__Exercise objective__.
Reproduce verbatim the lines of the records below, from the line containing "of the evergreen" through the line containing "pixel 402 181", with both of those lines included.

__Material provided__.

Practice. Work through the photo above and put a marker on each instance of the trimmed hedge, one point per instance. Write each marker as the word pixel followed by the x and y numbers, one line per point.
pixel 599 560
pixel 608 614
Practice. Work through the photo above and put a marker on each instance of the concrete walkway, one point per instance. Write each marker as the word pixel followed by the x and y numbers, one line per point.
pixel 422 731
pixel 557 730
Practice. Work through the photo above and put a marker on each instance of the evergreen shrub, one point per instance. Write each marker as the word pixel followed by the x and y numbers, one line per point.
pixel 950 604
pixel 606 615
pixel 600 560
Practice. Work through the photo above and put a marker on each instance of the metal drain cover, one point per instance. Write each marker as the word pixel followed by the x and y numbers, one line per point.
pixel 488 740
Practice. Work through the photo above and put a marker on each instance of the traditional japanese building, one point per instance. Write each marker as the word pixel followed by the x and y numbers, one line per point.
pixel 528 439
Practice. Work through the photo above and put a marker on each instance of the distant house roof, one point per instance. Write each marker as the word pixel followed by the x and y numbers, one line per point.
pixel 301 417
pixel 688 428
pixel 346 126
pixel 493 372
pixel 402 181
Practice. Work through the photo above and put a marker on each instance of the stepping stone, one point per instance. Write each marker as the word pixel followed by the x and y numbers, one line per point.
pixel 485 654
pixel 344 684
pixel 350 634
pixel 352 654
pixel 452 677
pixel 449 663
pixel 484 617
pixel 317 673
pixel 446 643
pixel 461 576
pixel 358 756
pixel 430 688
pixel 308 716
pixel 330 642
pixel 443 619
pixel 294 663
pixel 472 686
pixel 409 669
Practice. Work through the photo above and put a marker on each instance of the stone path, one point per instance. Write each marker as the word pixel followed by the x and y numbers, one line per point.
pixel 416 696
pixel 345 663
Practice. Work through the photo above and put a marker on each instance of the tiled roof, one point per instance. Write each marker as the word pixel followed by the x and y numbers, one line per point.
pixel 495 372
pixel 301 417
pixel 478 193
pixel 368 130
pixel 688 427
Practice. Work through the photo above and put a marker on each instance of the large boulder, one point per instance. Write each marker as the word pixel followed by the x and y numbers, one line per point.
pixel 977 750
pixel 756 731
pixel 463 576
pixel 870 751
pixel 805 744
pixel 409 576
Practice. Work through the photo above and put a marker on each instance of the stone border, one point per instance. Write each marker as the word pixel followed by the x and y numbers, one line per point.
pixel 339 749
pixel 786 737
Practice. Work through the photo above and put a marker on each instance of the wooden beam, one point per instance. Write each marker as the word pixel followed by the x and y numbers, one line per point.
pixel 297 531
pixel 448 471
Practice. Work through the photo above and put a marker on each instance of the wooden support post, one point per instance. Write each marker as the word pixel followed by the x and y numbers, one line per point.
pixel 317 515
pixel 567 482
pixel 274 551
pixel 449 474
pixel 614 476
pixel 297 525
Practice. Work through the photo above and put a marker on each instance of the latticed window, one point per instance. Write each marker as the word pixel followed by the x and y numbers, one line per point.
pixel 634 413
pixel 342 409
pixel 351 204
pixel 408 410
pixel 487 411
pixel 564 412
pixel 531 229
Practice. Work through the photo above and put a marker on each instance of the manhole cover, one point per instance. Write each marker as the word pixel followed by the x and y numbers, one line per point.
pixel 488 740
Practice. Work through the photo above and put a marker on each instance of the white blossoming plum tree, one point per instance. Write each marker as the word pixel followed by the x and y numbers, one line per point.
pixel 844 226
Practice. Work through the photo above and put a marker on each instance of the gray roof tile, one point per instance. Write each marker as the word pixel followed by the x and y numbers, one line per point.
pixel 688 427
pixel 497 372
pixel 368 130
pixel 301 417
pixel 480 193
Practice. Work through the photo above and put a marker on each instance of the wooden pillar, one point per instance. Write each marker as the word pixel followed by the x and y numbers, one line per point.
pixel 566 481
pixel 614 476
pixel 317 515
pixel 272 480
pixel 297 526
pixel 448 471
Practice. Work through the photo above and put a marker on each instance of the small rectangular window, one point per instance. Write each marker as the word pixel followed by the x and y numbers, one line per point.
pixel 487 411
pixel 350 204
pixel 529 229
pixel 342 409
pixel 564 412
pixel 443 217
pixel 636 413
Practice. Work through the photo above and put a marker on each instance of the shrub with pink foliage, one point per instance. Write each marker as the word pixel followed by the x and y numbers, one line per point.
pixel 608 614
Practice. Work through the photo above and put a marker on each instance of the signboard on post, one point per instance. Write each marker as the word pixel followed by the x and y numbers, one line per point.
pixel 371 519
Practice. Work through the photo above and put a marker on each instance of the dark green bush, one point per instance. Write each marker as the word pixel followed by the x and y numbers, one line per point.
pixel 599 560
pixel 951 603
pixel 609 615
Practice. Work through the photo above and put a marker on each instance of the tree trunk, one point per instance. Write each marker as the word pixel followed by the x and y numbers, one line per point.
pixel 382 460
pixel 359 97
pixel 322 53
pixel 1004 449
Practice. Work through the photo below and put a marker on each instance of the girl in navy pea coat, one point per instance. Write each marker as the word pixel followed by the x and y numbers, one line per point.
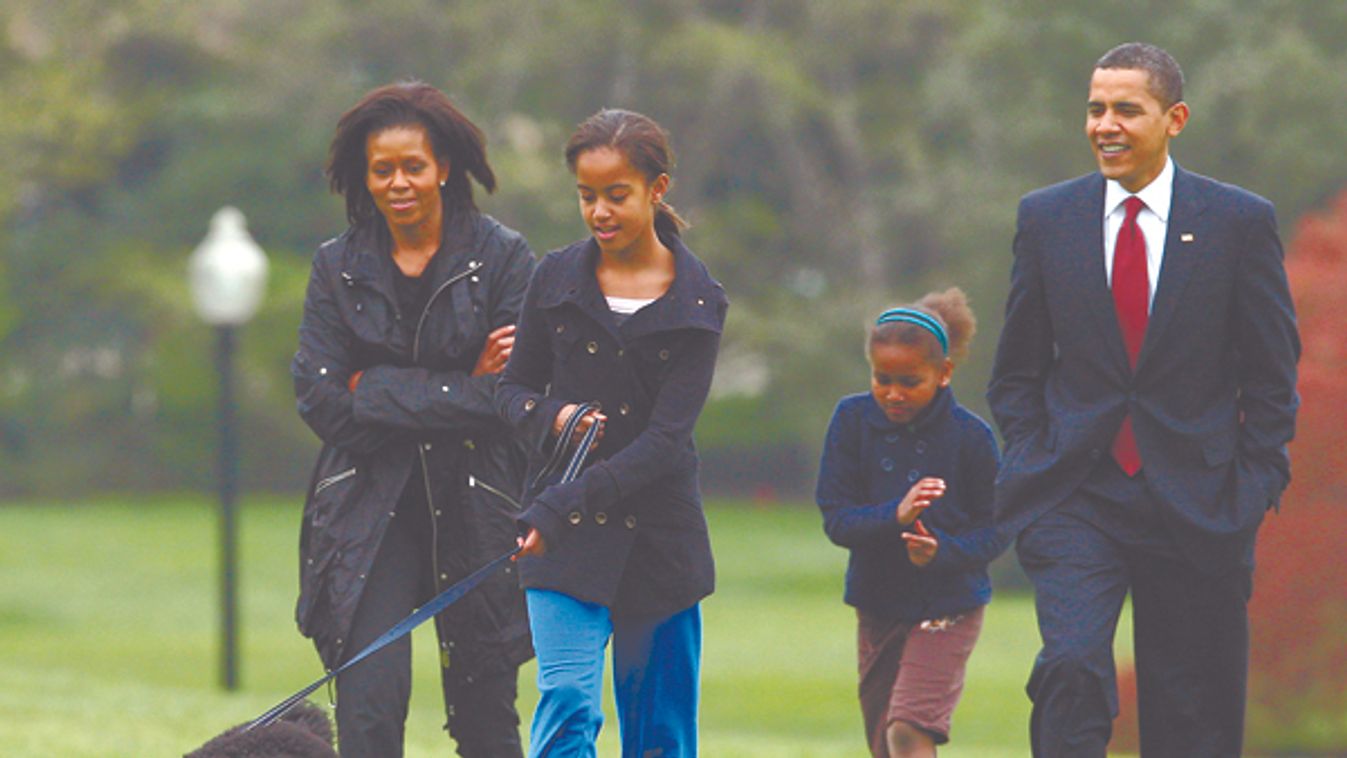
pixel 905 484
pixel 629 321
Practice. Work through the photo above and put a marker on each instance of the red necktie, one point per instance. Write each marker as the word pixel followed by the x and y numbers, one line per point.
pixel 1130 300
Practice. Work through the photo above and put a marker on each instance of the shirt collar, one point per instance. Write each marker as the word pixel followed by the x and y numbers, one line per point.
pixel 1157 194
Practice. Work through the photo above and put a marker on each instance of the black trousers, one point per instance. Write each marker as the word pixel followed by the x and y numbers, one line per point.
pixel 1190 629
pixel 372 698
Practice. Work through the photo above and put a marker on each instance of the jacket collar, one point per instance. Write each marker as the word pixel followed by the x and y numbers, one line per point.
pixel 372 263
pixel 693 300
pixel 930 416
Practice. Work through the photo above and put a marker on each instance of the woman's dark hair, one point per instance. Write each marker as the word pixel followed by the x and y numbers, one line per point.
pixel 645 146
pixel 453 138
pixel 950 308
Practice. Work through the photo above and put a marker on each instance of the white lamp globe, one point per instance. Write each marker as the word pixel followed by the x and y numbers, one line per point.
pixel 228 271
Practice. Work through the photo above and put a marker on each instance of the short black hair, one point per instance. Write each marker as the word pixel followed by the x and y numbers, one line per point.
pixel 453 138
pixel 1165 77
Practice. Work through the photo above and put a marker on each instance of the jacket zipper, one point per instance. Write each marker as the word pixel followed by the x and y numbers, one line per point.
pixel 326 482
pixel 420 449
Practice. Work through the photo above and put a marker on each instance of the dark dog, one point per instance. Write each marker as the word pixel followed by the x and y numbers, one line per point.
pixel 302 733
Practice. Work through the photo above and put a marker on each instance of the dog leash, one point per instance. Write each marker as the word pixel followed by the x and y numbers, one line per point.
pixel 451 594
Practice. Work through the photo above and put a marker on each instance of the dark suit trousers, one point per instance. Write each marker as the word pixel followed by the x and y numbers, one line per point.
pixel 372 698
pixel 1190 629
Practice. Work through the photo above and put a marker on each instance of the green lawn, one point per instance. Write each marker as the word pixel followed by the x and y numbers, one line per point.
pixel 108 637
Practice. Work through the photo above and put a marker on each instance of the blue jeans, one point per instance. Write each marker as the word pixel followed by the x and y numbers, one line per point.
pixel 656 668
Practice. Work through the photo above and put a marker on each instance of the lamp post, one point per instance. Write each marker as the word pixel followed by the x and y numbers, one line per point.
pixel 228 273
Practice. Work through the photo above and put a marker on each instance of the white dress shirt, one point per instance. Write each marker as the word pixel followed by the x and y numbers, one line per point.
pixel 1153 221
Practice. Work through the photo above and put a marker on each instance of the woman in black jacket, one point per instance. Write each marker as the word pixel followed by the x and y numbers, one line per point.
pixel 628 319
pixel 408 319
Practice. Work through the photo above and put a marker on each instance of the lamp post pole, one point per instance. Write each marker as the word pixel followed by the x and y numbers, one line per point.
pixel 228 508
pixel 228 273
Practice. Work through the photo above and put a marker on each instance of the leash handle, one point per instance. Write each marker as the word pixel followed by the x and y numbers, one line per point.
pixel 558 454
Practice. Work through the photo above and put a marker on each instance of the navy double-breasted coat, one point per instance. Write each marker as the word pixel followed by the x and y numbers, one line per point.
pixel 629 532
pixel 869 463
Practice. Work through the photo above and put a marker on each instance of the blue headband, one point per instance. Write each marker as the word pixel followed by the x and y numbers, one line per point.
pixel 924 321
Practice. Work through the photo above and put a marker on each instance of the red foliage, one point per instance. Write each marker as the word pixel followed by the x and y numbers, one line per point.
pixel 1299 661
pixel 1299 611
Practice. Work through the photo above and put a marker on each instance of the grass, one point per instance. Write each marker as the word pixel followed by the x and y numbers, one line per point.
pixel 109 641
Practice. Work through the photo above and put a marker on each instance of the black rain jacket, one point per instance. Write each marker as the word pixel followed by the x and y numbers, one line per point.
pixel 415 403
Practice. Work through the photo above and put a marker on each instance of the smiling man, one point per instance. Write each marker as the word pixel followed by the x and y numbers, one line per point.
pixel 1145 385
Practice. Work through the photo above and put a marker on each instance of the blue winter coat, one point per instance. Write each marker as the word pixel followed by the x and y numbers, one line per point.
pixel 869 465
pixel 629 531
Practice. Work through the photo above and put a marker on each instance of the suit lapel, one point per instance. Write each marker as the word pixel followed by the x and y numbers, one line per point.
pixel 1087 271
pixel 1183 252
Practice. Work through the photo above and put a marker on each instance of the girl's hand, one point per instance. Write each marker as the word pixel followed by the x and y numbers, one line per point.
pixel 532 544
pixel 496 352
pixel 920 498
pixel 922 545
pixel 586 422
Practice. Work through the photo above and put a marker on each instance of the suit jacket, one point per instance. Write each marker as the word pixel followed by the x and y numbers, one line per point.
pixel 1212 397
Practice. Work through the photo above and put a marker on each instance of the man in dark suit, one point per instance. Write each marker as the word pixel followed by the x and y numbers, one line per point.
pixel 1145 384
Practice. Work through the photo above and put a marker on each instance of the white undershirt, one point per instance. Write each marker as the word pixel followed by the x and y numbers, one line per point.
pixel 1153 221
pixel 627 306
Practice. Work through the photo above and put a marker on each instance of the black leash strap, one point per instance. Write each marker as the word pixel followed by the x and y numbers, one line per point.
pixel 438 603
pixel 451 594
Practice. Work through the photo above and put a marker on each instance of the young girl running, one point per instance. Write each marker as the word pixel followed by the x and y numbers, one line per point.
pixel 905 485
pixel 628 321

__Written solution__.
Practice. Work through the photo above and put a marker on each instance of the evergreen shrub, one point per instance. Write each marker as the word pixel followed by the x and y numbers, one line per point.
pixel 950 604
pixel 606 615
pixel 600 560
Practice. Work through the photo above and put a marker on each instance of the metal drain cover, one point per instance. Write each marker as the word pixel followed by the x and y numbers, one line per point.
pixel 488 740
Practice. Work through the photo above and put a marker on each instance of the traditional japanese building, one point per instance. Write each marker as the word pixel followed by the x and y numbers, one line per point.
pixel 528 439
Practice. Work through the photo above and put a marker on each instance of the distant house roof, one point per instance. Write each marker as the word pixel followed by the x and y numbers, one line per point.
pixel 301 417
pixel 688 428
pixel 346 126
pixel 493 372
pixel 402 181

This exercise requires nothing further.